**TRECHO DO TEXTO**
Nirvana, aos 99 anos, mantém rotina para se manter ativa

Porém, o que se destaca na conversa com essa paulista de Tanabi é a ótima lembrança dos tempos que aqui chegou, em 1957, acompanhada do marido, Alcides Frias. E graças a essa memória ela faz revelações de fatos inéditos para a história de Brasília. Por exemplo, foi no Iate Clube de Brasília, clube que se tornou a extensão de seu lar, que surgiu a primeira quadra de tênis da nova Capital, inaugurada em 1960.

Ideia e ação

Alcides e Nirvana vieram para Brasília a convite de Bernardo Sayão, formado em Agronomia e Veterinária, conhecido como “Pau para toda obra” ou “Capitão Desbravador”, graças à sua capacidade de “resolver problemas”. Sayão foi o responsável pela abertura das primeiras estradas de acesso ao Distrito Federal. O casal estava em Ceres (GO), quando conheceu Bernardo Sayão. Fizeram amizade e, logo, veio o convite para que viessem para Brasília.

“Naqueles tempos, faltavam espaços para o lazer, em Brasília. Foi assim que Alcides, dono de um moinho de cal e cimento, levou adiante a ideia de construir uma quadra de tênis no Iate Clube, que estava sendo construído”, conta Nirvana.

O Iate Clube, o primeiro de clube social-esportivo de Brasília, foi fundado em 5 de abril de 1960, duas semanas antes da inauguração de Brasília.

A proposta de Alcides foi aceita pelo primeiro comodoro do clube, Geraldo Carneiro. Afinal, a cidade estava em construção e praticamente não tinha espaço para o lazer, afora o futebol jogado principalmente por times das construtoras da cidade. Dessa forma, para os associados do clube, quadras de tênis seriam ótima alternativa para a prática esportiva.

O que hoje é uma iniciativa simples, era uma epopeia naquela época, quando a cidade era um grande canteiro de obras, não só com a construção de prédios da administração pública, do Legislativo e do Judiciário, como a abertura de ruas e avenidas do premiado projeto urbanístico de Lúcio Costa.

Enfim, a proposta das quadras evoluiu e se revela, hoje, um marco para a história do esporte da ainda jovem capital:

A quadra de tênis construída no Iate Clube foi a primeira dessa modalidade em Brasília

O projeto

A proposta de Alcides Frias logo recebeu o apoio de Sylvio Pedroza e do gaúcho Montory Marques Mury, que aqui moravam e, também, jogavam tênis.

**TAREFAS**
a: Liste todas as pessoas citadas pelo nome no texto sobre a primeira quadra de tênis de Brasília.
b: Dê continuidade ao texto sobre a primeira quadra de tênis de Brasília, começando logo após a última frase apresentada.
Os dados formam um material à parte e não têm relação com o texto.

**DADOS ARMAZENADOS**
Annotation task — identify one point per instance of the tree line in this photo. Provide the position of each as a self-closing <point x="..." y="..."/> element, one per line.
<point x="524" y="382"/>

**RESPOSTAS ESCRITAS**
a: Nirvana, Alcides Frias, Bernardo Sayão, Geraldo Carneiro, Lúcio Costa, Sylvio Pedroza e Montory Marques Mury.

b:
Alcides Frias, construiu a primeira quadra de tênis de Brasília e ajudou na construção de outras, na Academia de Tênis

“Mury jogava muito bem”, recorda a Senhora Nirvana. “Ele era engenheiro e fez o projeto da quadra, executado por meu marido”, afirmou.

Sylvio Pedroza, por sua vez, era o subchefe da Casa Civil do Presidente Juscelino Kubitscheck e tinha ótima experiência como gestor, com passagens pela Prefeitura de Natal e governo do estado do Rio Grande do Norte.

A execução

Alcides Frias tinha uma olaria e uma fábrica de cal e cimento na cidade de Nerópolis, em Goiás, e, depois, em Goiânia, que ajudavam a abastecer as construtoras de Brasília.

Já os tijolos e pedaços de telhas que ele trazia de lá eram triturados numa máquina até virar pó, para cobrir a quadra de tênis, no estilo saibro.

“Depois da quadra coberta com aquele pó era preciso compactar o piso muito bem. E o rolo compressor para essa etapa também foi criado pelo meu marido”, conta Nirvana

Trabalhando em ritmo acelerado, tudo era feito com muito empenho, pois eles sabiam que estavam construindo não só uma nova cidade, mas a Capital da República.

Em quadra, Nirvana ganhou o primeiro torneio feminino do Iate Clube. E jogou em duplas mista, com o marido, ganhando, inclusive, uma competição que disputaram em Goiânia. Alcides, que foi o primeiro Diretor de Tênis do Iate Clube de Brasília, morreu em 2003, aos 86 anos.

Nirvana e Alcides, pioneiros na construção de quadras de tênis em Brasília

Simpatia

Esportes a parte, Nirvana guarda boas lembranças das visitas do presidente Juscelino Kubitscheck a Brasília na fase de construção, quando fiscalizava as obras e se hospedava no Catetinho, projeto de Oscar Niemeyer em área próxima à cidade do Gama.

Nessas visitas, Juscelino descia do avião e ia para a Avenida Central (no Núcleo Bandeirantes), centro nervoso dos candangos que ajudavam a construir a cidade.

“O povo esperava Juscelino com ansiedade. O povo eram os trabalhadores, os candangos, a maioria do Norte e do Nordeste. Juscelino era simpático, alegre, cumprimentava a todos, segurava crianças no colo. Todos queriam abraçá-lo. Era tudo muito emocionante e a simpatia dele ninguém pode negar”, recorda Nirvana.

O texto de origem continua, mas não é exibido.